Task brief.
Output the data verbatim, with nothing added or dropped.
::: Exercise material
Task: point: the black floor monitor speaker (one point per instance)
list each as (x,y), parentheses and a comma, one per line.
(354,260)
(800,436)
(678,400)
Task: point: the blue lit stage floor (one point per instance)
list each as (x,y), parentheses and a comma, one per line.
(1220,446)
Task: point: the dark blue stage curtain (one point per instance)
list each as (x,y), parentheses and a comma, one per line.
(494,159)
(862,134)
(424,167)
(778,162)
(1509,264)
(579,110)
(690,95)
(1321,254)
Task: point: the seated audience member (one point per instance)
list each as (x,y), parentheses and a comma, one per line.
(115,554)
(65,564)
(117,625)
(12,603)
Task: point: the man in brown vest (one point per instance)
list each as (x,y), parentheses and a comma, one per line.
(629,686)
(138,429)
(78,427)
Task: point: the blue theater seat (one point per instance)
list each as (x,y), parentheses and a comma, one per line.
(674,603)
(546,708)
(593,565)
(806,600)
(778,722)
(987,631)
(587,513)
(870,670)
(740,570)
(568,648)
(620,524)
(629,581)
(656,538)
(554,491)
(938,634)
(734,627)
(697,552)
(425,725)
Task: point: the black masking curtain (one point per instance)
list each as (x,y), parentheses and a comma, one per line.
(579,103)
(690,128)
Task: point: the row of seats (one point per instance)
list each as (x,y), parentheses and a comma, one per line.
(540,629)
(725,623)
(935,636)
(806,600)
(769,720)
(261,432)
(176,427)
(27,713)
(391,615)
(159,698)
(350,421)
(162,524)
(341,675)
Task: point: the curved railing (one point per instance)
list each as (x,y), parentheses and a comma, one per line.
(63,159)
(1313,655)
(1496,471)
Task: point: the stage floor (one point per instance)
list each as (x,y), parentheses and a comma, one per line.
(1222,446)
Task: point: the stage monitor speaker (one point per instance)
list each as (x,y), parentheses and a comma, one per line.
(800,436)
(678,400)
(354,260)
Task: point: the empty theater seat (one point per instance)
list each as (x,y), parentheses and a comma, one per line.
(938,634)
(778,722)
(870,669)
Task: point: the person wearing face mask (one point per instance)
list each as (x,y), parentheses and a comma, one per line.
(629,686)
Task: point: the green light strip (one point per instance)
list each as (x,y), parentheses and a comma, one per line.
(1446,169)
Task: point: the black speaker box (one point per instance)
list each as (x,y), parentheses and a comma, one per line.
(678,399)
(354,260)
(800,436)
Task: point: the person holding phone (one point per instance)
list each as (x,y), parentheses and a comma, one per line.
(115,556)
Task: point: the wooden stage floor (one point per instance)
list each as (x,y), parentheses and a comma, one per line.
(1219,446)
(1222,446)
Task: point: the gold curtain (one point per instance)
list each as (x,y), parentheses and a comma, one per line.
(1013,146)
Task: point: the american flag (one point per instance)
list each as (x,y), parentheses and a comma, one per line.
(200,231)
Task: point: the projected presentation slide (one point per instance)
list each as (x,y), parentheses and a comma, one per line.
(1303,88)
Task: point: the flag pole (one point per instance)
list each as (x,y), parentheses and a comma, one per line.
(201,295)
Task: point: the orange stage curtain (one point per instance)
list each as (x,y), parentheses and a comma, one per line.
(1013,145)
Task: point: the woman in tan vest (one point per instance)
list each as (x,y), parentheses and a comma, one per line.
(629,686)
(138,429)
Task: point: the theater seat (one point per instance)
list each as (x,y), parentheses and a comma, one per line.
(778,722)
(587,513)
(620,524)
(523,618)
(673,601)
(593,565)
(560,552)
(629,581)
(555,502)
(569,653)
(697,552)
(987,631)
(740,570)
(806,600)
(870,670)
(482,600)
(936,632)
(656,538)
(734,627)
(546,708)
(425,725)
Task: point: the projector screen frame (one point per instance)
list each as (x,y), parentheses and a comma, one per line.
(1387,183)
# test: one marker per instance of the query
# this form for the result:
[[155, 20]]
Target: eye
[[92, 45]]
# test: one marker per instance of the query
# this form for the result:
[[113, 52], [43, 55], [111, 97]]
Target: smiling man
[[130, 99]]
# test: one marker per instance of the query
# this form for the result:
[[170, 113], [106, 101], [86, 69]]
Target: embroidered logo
::::::
Output of the task.
Task: point: the black floor monitor speaker (one point per instance)
list each as (x,y), parentheses and a comma, one per line.
(354,260)
(800,436)
(678,400)
Task: point: the blue lit stage floor (one point per instance)
list each as (x,y), parentheses and a comma, one per line.
(1220,446)
Task: point: the dark blue stage curtain (one point per instance)
list each as (x,y), parentheses and a comma, one per line.
(494,159)
(862,134)
(424,167)
(778,162)
(1509,264)
(579,110)
(690,95)
(1321,254)
Task: point: the seated audience member (one point per instance)
list each as (x,y), parentheses and a comma, one per line.
(115,554)
(65,564)
(117,625)
(12,603)
Task: point: the man in brown vest (one point per instance)
list each as (x,y), parentheses and a comma, one per line.
(629,686)
(138,429)
(78,427)
Task: point: the blue theater seat (one point per instance)
list each as (x,y), parentheses and a comma, one per line.
(674,603)
(546,708)
(593,565)
(806,600)
(778,722)
(987,631)
(587,513)
(870,670)
(740,570)
(568,648)
(620,524)
(629,581)
(656,538)
(554,491)
(938,634)
(734,627)
(697,552)
(425,725)
Task: point: the black masking curtain (one point per instance)
list each as (x,y), parentheses and a comma, one per line.
(579,103)
(690,128)
Task: point: the row of seats (one point per instance)
list each as (x,y), parentheses and a comma, one per line.
(540,629)
(725,623)
(935,636)
(806,600)
(769,720)
(261,432)
(176,427)
(27,713)
(391,615)
(159,698)
(350,421)
(162,524)
(341,675)
Task: point: the curved railing (one point per instance)
list each as (x,y), parentheses and a comma, one per line.
(63,159)
(1313,655)
(1496,471)
Task: point: the stage floor (one point per instance)
list each as (x,y), parentheses and a comma, one per line.
(1222,446)
Task: point: the stage monitor speaker (one point per instance)
list each as (x,y), parentheses and a comma, one per line.
(800,436)
(678,400)
(354,260)
Task: point: the empty theater seat (one point per instance)
list each as (x,y), parentheses and a comma, one per line.
(938,634)
(778,722)
(870,669)
Task: point: the person wearing face mask (one point per instance)
list each as (x,y), parentheses and a comma, one per line.
(629,686)
Task: point: the green light strip (one point per instance)
list each as (x,y), parentheses and a comma, one per line.
(1446,169)
Task: point: the black speaker box (one point per instance)
list each as (x,y), parentheses and a comma, one per line.
(678,399)
(354,260)
(800,436)
Task: point: the person holding phone (one point per instance)
list each as (x,y), parentheses and a comma, one per line.
(115,556)
Task: point: the wooden stage floor (one point per instance)
list each as (x,y), parentheses and a comma, one per line.
(1219,446)
(1222,446)
Task: point: the gold curtain (one point per instance)
list each as (x,y), parentheses and a comma, one per line.
(1013,146)
Task: point: the american flag (one point per instance)
list each as (x,y), parentheses and a comma, one per line.
(200,231)
Task: point: the projected presentation slide (one point per instance)
list each as (x,y), parentheses and a comma, one per line.
(1303,88)
Task: point: the flag pole (one point per instance)
list each as (x,y), parentheses and a comma, one per line.
(201,295)
Task: point: the orange stage curtain (one point per instance)
list each as (x,y), parentheses and a comma, one per line.
(1013,145)
Task: point: the woman in tan vest (one point per instance)
list each as (x,y), parentheses and a comma, one per line.
(629,686)
(138,429)
Task: point: the theater seat (one point per instance)
list each as (x,y), parentheses and a comma, one per line.
(778,722)
(587,513)
(620,524)
(523,618)
(673,601)
(593,565)
(560,552)
(629,581)
(555,502)
(569,653)
(697,552)
(987,631)
(740,570)
(806,600)
(870,670)
(482,600)
(936,632)
(656,538)
(734,627)
(546,708)
(425,725)
Task: point: the projector screen frame (one point per instance)
list each as (x,y), parentheses and a comma, one per line.
(1387,183)
# test: one marker per instance of the query
# this form for the result:
[[155, 20]]
Target: eye
[[92, 45]]
# test: one marker per instance of the query
# this form for the result:
[[113, 52], [43, 55], [111, 97]]
Target: smiling man
[[130, 99]]
# test: one marker per instance of the query
# this form for the result:
[[170, 113], [106, 101], [86, 69]]
Target: embroidered logo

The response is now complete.